===== Extract to read =====
This patient is the first to be diagnosed outside Africa with the strain that is currently epidemic there, said CDC director Thomas Frieden, during a conference call with reporters. The outbreak has largely been concentrated in three countries: Liberia, Sierra Leone and Guinea, where 6,574 have been sickened and 3,091 have died so far.

"I have no doubt we will control this importation of Ebola so it does not spread widely in this country," Frieden said.

The patient came to the US to visit family members here and stayed with them, said Frieden. People who shared a flight with him are not at risk for developing Ebola, as patients don't spread the disease until they have symptoms. This patient's symptoms developed four days after the flight. Two days later, on September 26, he sought care, and he was admitted to a hospital and placed in isolation on September 28. The patient wasn't hospitalized right away because early Ebola symptoms look a lot like many other diseases, Frieden says.

"Only someone sick can spread the disease," Frieden says. So anyone the patient was in contact with starting on September 20, is being tracked by public health authorities. They'll be tracked for 21 days; after that, if the disease hasn't developed, it won't. That means that people on the flight from Africa with the patient aren't at risk — only a "handful" of people, including the patient's family, have been exposed.
===== Dataset =====
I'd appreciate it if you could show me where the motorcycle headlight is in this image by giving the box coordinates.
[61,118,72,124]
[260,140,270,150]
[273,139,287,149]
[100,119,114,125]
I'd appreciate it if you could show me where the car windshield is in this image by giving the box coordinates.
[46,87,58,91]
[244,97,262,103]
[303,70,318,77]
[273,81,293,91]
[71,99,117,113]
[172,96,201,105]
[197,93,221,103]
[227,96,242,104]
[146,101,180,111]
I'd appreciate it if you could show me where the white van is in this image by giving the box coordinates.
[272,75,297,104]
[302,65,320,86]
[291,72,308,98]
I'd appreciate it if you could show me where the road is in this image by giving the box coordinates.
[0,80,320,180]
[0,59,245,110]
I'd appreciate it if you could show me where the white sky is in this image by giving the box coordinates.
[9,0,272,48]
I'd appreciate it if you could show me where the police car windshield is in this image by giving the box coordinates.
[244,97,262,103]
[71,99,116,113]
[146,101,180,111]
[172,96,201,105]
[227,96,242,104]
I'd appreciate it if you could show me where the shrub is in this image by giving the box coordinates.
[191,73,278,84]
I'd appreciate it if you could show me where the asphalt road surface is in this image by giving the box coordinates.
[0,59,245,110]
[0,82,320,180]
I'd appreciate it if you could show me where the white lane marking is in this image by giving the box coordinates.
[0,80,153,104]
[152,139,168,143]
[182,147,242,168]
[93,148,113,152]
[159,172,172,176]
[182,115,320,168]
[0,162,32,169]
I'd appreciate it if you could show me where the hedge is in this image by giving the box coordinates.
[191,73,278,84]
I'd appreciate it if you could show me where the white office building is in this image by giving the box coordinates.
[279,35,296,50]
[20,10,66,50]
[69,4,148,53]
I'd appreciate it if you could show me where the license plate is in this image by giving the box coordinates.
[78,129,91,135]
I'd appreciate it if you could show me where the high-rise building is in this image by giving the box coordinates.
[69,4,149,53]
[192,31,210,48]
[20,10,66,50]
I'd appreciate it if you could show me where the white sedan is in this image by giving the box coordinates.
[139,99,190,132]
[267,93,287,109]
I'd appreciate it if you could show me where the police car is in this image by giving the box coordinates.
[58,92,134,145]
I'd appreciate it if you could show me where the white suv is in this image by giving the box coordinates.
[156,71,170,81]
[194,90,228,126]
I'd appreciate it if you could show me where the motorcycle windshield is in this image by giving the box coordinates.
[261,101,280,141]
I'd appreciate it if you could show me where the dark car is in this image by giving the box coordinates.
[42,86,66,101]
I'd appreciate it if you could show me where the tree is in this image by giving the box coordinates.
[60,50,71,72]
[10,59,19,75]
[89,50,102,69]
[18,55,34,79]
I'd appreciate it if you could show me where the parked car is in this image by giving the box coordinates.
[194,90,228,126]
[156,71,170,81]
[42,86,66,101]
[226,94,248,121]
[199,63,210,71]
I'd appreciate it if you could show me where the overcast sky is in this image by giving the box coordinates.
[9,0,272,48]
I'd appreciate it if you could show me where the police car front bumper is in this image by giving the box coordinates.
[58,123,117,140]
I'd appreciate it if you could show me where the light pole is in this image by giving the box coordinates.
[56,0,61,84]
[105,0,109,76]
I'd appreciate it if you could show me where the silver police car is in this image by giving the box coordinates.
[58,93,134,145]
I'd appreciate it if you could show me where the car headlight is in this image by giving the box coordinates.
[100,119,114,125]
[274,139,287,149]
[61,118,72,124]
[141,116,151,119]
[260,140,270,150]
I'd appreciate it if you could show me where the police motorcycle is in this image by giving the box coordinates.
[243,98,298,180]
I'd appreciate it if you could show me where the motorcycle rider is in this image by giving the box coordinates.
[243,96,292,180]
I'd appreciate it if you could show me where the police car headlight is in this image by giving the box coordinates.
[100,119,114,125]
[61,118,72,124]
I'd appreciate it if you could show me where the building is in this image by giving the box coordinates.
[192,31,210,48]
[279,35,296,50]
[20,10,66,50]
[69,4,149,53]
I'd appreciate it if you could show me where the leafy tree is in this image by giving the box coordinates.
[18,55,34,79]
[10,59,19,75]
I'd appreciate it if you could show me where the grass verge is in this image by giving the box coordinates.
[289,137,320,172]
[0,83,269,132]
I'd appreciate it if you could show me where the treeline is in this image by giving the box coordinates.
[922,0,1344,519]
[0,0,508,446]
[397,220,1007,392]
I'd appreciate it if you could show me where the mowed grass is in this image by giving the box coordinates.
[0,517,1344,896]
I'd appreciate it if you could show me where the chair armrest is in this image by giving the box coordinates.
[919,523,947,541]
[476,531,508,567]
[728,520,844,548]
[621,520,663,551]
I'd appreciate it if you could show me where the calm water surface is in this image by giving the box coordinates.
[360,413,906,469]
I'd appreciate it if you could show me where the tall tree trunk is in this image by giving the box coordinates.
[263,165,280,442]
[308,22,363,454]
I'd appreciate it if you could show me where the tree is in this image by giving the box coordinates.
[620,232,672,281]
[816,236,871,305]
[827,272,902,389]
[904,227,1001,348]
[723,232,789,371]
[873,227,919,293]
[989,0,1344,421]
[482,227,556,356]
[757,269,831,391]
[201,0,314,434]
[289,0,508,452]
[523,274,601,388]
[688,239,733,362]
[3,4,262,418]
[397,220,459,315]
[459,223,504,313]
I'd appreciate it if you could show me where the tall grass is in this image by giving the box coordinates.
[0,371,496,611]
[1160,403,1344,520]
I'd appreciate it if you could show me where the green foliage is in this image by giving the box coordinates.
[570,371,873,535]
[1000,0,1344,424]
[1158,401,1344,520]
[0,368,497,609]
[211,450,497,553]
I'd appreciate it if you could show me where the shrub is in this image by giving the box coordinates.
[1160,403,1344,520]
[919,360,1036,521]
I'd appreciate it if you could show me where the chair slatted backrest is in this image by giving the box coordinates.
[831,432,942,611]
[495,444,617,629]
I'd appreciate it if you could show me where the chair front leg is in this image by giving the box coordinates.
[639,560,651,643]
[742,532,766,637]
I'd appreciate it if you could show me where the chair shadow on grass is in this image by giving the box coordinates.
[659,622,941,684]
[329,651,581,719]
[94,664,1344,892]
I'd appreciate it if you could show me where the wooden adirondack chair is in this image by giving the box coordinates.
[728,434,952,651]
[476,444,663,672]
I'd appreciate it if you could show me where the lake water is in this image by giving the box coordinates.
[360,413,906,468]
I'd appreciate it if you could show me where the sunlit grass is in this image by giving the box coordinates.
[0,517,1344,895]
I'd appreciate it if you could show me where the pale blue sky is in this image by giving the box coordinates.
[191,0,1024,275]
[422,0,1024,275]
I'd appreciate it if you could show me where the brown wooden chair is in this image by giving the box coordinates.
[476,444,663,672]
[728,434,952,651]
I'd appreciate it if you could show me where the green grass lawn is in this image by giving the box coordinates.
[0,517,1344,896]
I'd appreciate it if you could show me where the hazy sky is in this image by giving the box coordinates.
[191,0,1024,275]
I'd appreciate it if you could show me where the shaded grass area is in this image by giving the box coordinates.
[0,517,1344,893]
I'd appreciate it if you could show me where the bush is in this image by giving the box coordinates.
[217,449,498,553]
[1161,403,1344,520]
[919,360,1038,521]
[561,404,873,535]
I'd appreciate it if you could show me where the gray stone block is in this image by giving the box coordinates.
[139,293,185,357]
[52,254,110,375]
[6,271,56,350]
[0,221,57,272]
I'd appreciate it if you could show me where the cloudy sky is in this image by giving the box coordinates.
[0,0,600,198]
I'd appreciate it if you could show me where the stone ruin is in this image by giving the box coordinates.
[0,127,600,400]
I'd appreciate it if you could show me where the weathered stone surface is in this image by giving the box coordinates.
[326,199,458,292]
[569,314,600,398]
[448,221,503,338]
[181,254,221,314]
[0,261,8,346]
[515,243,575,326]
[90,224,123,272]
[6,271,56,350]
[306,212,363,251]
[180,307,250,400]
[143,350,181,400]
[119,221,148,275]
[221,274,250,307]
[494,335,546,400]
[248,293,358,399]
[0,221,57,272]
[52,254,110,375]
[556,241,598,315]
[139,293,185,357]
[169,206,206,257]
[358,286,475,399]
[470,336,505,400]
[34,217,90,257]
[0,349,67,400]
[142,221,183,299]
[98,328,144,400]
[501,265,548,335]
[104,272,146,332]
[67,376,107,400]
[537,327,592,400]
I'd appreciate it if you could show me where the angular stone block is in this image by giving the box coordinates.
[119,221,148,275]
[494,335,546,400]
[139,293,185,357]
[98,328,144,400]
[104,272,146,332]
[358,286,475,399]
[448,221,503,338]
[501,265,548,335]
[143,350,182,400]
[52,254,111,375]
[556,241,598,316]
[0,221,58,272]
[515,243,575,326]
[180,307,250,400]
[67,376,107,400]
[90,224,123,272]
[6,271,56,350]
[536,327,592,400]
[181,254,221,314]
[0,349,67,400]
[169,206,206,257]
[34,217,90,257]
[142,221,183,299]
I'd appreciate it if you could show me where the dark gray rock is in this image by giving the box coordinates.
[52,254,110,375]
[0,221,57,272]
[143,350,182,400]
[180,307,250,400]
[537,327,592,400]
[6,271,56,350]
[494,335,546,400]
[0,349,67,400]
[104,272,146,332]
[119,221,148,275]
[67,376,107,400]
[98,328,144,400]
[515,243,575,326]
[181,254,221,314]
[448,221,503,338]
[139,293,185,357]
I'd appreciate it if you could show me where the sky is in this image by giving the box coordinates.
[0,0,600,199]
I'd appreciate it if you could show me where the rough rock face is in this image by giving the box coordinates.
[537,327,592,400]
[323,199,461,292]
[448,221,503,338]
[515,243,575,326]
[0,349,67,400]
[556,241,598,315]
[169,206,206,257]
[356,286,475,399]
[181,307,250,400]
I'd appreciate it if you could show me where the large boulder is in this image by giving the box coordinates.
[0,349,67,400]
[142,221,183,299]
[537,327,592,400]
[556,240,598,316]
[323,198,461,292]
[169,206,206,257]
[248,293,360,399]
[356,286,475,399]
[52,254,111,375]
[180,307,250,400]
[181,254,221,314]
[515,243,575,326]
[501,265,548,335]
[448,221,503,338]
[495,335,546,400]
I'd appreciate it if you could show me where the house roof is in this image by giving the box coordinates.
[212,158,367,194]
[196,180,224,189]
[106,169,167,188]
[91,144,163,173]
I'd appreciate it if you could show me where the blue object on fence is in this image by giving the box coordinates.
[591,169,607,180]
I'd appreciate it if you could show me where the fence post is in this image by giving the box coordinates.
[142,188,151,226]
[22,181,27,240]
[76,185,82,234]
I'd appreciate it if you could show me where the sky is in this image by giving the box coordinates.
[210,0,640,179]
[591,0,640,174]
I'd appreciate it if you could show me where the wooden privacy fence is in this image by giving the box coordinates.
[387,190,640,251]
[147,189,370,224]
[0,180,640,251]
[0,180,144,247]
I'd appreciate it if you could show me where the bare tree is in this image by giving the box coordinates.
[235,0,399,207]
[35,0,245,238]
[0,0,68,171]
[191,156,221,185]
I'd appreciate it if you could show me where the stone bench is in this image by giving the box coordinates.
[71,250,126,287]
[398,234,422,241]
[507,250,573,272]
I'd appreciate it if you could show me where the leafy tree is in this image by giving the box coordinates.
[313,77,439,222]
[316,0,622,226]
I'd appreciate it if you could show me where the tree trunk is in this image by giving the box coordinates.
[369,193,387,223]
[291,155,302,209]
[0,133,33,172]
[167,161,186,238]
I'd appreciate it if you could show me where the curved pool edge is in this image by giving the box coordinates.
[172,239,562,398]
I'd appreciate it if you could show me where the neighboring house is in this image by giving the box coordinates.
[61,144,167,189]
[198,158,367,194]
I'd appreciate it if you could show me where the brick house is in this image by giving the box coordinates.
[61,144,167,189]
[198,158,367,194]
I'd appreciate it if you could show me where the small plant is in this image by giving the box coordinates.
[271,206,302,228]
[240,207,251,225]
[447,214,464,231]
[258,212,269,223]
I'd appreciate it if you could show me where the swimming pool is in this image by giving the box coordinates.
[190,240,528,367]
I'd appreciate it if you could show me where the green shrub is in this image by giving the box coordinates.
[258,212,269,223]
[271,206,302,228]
=====
# Prompt
Write the next few paragraphs of the news report on the Ebola patient who traveled to the US, picking up after its last sentence.

# Answer
The patient doesn't appear to have been involved in the Ebola response effort, and won't be moved to a different hospital, since any hospital with an isolation ward can do isolation for Ebola, Frieden says. He declined to say how sick the patient was or what treatment he was receiving, citing privacy concerns.

This isn't the first Ebola patient being treated for the disease in the US, or the first case of a hemorrhagic fever being diagnosed here. Four other hemorrhagic fever patients have been treated here, and one in 2007 had Marburg virus, which is very similar to Ebola. Ebola can be controlled through routine hand-washing and by using gloves and other barriers to prevent contact with infectious bodily fluids. Ebola can't be spread through the air; only direct contact with the body fluids of a patient who is showing symptoms will spread the disease.